_The task_: Please rewrite the items below with "orange leaf" changed to "red leaf" and everything else kept the same. Leave the pictures out.

_Dataset entries_:
↓

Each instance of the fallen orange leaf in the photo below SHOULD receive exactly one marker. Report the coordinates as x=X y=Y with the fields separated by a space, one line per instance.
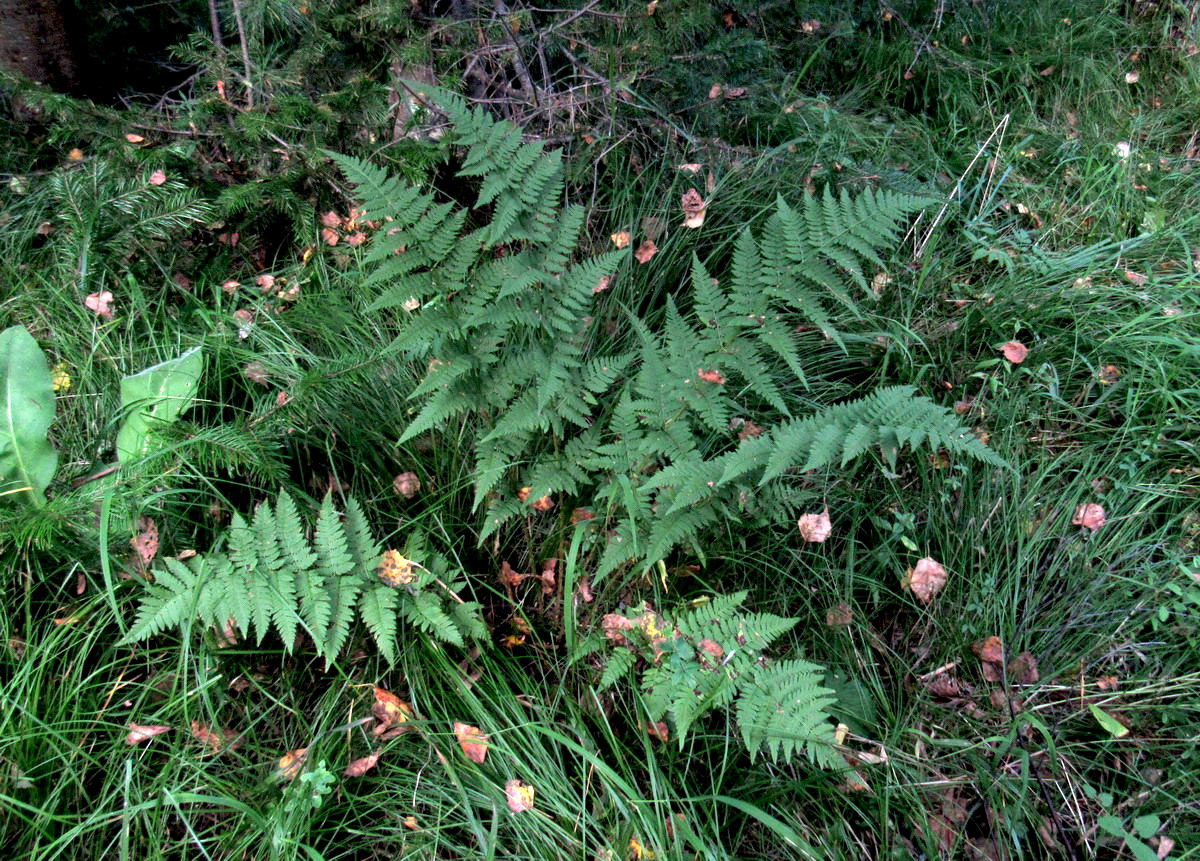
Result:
x=139 y=733
x=519 y=795
x=472 y=740
x=816 y=528
x=925 y=579
x=1015 y=351
x=361 y=766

↑

_Completed exercise_:
Each instance of the fallen red leaf in the photo below SHOULD receive exactly one marker. Report the coordinates as x=X y=Y with the fields separated by a space, one line per instance.
Result:
x=139 y=733
x=519 y=795
x=472 y=740
x=816 y=528
x=925 y=579
x=1015 y=351
x=361 y=766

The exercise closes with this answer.